[start]

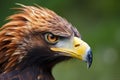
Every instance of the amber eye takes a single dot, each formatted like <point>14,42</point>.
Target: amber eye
<point>50,38</point>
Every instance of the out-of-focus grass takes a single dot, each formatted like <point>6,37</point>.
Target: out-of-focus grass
<point>99,24</point>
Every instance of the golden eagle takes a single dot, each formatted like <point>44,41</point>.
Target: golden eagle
<point>34,40</point>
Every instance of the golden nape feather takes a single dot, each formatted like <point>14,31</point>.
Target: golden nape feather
<point>31,42</point>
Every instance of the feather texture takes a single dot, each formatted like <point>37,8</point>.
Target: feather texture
<point>20,39</point>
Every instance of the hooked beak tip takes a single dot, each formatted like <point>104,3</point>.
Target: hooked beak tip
<point>89,58</point>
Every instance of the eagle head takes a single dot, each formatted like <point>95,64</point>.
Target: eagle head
<point>38,36</point>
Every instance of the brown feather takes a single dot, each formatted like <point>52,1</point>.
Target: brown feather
<point>21,34</point>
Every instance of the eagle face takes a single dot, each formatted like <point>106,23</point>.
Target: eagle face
<point>38,36</point>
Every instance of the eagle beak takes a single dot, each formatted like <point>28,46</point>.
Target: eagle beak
<point>80,50</point>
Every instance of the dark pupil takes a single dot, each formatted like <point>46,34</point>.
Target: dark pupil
<point>52,36</point>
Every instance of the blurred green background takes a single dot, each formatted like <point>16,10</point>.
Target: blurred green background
<point>99,24</point>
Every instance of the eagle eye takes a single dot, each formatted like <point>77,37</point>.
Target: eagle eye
<point>51,38</point>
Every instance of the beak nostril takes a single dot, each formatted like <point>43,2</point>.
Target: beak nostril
<point>77,45</point>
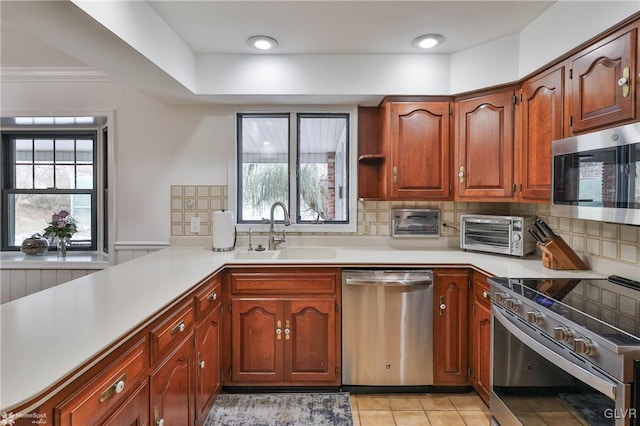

[end]

▶ Required work
Gather every line of the material above that contains the word "head".

▶ Output below
Every instance of the eagle head takes a single dot, each formatted like <point>95,64</point>.
Target: eagle head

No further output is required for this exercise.